▶ _What you should do_
List every line of the entries below that contains the string "wiper". Matching is case-sensitive.

▶ _Material provided_

——

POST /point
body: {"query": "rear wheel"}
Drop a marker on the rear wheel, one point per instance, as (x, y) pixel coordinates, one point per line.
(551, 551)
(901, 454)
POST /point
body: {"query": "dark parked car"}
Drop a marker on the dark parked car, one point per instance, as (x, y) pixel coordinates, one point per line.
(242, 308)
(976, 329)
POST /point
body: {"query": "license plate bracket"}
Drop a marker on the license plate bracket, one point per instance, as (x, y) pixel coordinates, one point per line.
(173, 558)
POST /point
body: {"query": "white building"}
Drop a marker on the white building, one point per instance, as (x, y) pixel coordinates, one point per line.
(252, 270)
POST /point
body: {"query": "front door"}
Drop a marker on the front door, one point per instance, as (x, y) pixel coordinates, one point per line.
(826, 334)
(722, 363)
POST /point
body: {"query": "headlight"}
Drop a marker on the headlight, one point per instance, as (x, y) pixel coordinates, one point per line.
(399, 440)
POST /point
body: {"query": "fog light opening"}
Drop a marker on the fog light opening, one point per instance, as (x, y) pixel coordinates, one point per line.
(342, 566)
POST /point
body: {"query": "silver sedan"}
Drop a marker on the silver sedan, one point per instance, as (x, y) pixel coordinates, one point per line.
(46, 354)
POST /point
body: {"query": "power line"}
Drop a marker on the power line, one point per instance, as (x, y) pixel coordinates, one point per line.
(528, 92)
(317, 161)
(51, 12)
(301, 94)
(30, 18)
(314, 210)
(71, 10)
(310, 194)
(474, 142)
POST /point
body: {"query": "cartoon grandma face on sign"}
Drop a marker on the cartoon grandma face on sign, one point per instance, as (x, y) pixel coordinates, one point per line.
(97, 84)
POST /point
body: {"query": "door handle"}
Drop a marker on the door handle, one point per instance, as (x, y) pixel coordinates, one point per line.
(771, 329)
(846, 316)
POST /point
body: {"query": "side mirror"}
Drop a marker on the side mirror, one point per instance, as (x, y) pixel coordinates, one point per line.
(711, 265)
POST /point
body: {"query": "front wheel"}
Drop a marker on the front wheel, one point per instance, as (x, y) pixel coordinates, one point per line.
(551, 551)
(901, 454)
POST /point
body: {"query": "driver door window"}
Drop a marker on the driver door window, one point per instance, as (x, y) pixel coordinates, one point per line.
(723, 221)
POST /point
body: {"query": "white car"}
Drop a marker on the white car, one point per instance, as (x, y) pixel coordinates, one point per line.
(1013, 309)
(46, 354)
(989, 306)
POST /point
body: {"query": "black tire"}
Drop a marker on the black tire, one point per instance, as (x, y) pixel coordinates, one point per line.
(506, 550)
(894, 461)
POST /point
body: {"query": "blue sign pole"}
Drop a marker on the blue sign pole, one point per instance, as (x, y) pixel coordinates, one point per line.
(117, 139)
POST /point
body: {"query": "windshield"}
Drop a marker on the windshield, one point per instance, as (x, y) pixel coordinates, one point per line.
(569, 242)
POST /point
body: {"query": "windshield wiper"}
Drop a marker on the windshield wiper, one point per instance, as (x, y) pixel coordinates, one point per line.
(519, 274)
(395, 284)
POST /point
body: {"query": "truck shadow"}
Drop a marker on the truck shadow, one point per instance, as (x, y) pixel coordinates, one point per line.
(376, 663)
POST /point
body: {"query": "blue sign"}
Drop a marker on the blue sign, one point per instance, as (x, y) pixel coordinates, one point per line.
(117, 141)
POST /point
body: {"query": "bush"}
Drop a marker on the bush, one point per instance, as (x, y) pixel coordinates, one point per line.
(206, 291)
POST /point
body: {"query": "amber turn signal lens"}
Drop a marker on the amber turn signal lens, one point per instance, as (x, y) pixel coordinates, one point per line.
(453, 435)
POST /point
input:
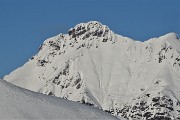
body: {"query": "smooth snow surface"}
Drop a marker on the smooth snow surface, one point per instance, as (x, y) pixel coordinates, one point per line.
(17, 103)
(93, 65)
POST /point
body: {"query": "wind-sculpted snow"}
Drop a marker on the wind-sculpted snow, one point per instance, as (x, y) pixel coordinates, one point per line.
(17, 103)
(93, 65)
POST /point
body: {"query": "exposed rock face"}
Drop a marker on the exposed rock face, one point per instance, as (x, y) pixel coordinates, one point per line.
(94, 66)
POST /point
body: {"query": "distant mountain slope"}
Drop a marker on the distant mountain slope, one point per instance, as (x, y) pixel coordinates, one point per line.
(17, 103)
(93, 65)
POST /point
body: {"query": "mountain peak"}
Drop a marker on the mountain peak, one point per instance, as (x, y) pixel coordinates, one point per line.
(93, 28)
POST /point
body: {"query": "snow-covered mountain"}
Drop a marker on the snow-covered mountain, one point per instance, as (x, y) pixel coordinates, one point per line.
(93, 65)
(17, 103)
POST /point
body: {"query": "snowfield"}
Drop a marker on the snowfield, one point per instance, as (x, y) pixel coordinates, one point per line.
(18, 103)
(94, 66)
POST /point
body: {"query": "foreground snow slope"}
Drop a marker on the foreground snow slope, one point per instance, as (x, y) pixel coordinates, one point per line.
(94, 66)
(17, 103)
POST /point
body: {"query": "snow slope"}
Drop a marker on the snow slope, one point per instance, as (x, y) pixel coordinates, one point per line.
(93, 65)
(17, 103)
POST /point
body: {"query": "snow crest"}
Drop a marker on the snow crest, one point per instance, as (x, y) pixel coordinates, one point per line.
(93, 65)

——

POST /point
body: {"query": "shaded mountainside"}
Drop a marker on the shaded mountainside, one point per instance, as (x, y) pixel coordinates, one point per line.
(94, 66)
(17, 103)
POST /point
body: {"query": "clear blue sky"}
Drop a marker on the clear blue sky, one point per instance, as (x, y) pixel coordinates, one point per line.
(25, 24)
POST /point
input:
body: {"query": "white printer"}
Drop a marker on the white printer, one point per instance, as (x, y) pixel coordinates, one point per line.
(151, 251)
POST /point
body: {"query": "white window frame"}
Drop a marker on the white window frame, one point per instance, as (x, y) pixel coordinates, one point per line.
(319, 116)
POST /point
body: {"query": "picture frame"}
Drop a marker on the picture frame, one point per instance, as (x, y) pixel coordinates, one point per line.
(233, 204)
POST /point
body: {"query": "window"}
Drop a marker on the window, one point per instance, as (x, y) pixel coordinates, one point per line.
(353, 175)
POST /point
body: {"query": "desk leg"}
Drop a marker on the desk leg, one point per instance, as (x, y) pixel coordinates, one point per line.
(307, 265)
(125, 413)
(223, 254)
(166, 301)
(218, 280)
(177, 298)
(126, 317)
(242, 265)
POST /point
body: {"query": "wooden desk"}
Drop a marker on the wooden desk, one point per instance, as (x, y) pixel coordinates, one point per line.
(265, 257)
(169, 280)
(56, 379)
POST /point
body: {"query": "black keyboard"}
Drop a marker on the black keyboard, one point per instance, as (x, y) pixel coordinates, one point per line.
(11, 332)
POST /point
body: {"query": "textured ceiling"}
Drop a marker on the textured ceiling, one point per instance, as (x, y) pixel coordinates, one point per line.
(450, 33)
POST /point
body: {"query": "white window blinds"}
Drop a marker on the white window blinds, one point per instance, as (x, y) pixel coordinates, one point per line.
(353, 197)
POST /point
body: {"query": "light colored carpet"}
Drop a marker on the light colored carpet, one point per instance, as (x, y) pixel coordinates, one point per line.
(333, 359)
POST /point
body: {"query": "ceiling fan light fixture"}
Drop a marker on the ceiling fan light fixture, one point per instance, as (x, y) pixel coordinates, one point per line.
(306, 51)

——

▶ _Solved problem_
body: {"query": "windshield wiper"}
Drop a marker on the windshield wiper, one point per instance, as (x, y) pixel coordinates, one point per line.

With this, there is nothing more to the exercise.